### DATA ROWS ###

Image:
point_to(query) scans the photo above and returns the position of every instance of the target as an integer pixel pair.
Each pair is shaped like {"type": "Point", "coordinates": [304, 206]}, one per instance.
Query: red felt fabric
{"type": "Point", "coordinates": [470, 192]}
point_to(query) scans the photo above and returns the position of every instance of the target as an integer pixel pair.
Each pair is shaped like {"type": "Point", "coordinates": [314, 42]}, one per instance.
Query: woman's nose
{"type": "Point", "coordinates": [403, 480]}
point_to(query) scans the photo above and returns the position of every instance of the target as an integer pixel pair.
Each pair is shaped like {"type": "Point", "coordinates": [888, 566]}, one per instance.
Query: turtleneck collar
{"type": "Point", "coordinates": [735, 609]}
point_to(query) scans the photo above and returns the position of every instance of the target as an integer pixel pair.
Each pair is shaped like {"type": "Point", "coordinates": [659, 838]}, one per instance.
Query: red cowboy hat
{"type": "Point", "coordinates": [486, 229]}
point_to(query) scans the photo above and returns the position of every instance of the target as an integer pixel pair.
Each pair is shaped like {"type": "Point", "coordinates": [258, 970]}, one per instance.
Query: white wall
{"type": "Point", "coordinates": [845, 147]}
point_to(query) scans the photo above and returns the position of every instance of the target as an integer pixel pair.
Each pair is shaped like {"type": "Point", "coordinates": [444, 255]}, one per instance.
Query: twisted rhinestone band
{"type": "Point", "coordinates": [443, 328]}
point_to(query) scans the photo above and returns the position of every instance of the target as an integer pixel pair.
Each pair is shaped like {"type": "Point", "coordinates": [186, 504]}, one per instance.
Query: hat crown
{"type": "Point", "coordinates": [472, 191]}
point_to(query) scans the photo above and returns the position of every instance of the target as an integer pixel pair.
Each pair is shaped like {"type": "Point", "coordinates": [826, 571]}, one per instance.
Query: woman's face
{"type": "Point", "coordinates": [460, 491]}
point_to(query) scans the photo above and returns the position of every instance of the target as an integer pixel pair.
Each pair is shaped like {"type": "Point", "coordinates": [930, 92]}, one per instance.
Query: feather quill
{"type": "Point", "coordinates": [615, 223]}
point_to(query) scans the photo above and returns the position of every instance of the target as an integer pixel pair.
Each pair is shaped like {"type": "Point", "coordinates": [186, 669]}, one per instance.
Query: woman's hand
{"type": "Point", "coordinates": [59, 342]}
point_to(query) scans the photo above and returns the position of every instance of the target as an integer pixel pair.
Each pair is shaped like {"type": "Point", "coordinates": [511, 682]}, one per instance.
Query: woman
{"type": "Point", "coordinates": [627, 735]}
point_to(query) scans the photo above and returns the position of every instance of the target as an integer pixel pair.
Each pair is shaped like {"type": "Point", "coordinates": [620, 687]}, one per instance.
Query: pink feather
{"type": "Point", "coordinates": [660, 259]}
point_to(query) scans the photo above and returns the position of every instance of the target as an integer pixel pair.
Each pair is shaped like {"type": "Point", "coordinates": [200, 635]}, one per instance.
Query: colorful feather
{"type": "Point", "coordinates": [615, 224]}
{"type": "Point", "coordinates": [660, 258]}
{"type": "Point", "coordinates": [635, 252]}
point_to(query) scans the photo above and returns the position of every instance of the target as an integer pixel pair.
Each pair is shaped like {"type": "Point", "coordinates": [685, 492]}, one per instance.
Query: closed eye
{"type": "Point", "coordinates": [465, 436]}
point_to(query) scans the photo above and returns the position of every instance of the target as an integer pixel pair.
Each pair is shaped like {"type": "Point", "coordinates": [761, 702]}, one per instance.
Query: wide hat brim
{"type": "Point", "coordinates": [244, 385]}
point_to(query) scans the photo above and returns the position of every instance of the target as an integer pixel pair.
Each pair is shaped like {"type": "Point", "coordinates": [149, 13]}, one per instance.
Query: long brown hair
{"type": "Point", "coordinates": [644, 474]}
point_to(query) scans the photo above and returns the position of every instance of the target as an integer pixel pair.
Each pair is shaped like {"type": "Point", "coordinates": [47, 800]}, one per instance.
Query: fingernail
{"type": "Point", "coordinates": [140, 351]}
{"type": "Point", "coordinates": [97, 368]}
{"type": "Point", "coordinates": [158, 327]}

###

# THE TASK
Using the entries above, please restate each one word for word.

# EXERCISE SOLUTION
Image:
point_to(query) scans the photo above and returns the position of every instance of the target as an integer pixel pair.
Each pair is shaped like {"type": "Point", "coordinates": [304, 206]}, one per instance.
Query: red felt fabric
{"type": "Point", "coordinates": [470, 192]}
point_to(query) scans the photo above and returns the position of every instance of the target as an integer pixel pair.
Each pair is shaped like {"type": "Point", "coordinates": [314, 42]}, one per instance.
Query: woman's nose
{"type": "Point", "coordinates": [403, 480]}
point_to(query) scans the photo above and returns the position of every instance of the target as an integer pixel pair.
Each pair is shaped like {"type": "Point", "coordinates": [888, 566]}, one per instance.
Query: turtleneck collar
{"type": "Point", "coordinates": [735, 609]}
point_to(query) scans the photo above and returns the position of every instance of the target as an integer pixel pair.
Each pair is shaped like {"type": "Point", "coordinates": [659, 838]}, one per instance.
Query: red cowboy hat
{"type": "Point", "coordinates": [486, 229]}
point_to(query) scans the photo above and returns the position of every instance of the target as an integer pixel pair.
Each pair is shaped like {"type": "Point", "coordinates": [258, 970]}, one per instance.
Query: white wall
{"type": "Point", "coordinates": [845, 147]}
point_to(query) scans the photo above and returns the position of every instance of the target as an integer pixel pair.
Each pair is shaped like {"type": "Point", "coordinates": [444, 255]}, one per instance.
Query: twisted rhinestone band
{"type": "Point", "coordinates": [443, 328]}
point_to(query) scans the photo above and returns the position of every instance of the target as an integer pixel pair.
Each pair is shaped like {"type": "Point", "coordinates": [186, 504]}, one per instance.
Query: hat crown
{"type": "Point", "coordinates": [472, 191]}
point_to(query) scans the photo above and returns the position of every instance of the target as an integer pixel pair.
Each pair is shaped like {"type": "Point", "coordinates": [826, 571]}, one per instance.
Query: woman's face
{"type": "Point", "coordinates": [460, 491]}
point_to(query) scans the photo above and returns the position of every instance of the target as an integer pixel pair.
Each pair is shaped like {"type": "Point", "coordinates": [930, 92]}, one per instance.
Query: feather quill
{"type": "Point", "coordinates": [615, 223]}
point_to(query) scans the photo above and returns the position of every instance of the target as an integer pixel pair.
Each pair is shaped like {"type": "Point", "coordinates": [186, 669]}, one per instance.
Query: woman's hand
{"type": "Point", "coordinates": [59, 342]}
point_to(query) scans the photo above and returns the position of every instance of the target as an integer pixel pair.
Each pair is shaped like {"type": "Point", "coordinates": [511, 682]}, one per instance.
Query: woman
{"type": "Point", "coordinates": [627, 735]}
point_to(query) scans the photo above and returns the position of every instance of the target as an integer pixel pair.
Each pair is shaped like {"type": "Point", "coordinates": [620, 687]}, one per instance.
Query: pink feather
{"type": "Point", "coordinates": [660, 259]}
point_to(query) scans the photo above and returns the position of every instance of the target as an integer pixel pair.
Each pair is shaped like {"type": "Point", "coordinates": [200, 635]}, one per instance.
Query: colorful feather
{"type": "Point", "coordinates": [615, 224]}
{"type": "Point", "coordinates": [660, 258]}
{"type": "Point", "coordinates": [635, 252]}
point_to(query) scans the photo above and returns the position of every instance of the target as an integer pixel pair.
Each pair is shaped like {"type": "Point", "coordinates": [685, 492]}, one per instance.
Query: closed eye
{"type": "Point", "coordinates": [465, 436]}
point_to(query) scans the photo above and returns the position of every instance of the target as an integer pixel pair.
Each pair is shaped like {"type": "Point", "coordinates": [761, 702]}, one per instance.
Query: wide hat brim
{"type": "Point", "coordinates": [244, 385]}
point_to(query) scans the photo above and returns the position of every instance of the target as an integer pixel pair.
Each pair is shaped like {"type": "Point", "coordinates": [149, 13]}, one per instance.
Query: long brown hair
{"type": "Point", "coordinates": [644, 474]}
point_to(query) scans the photo above and returns the position of every instance of the target as an integer pixel pair.
Each pair is shaped like {"type": "Point", "coordinates": [47, 800]}, one per instance.
Query: fingernail
{"type": "Point", "coordinates": [140, 351]}
{"type": "Point", "coordinates": [97, 368]}
{"type": "Point", "coordinates": [158, 327]}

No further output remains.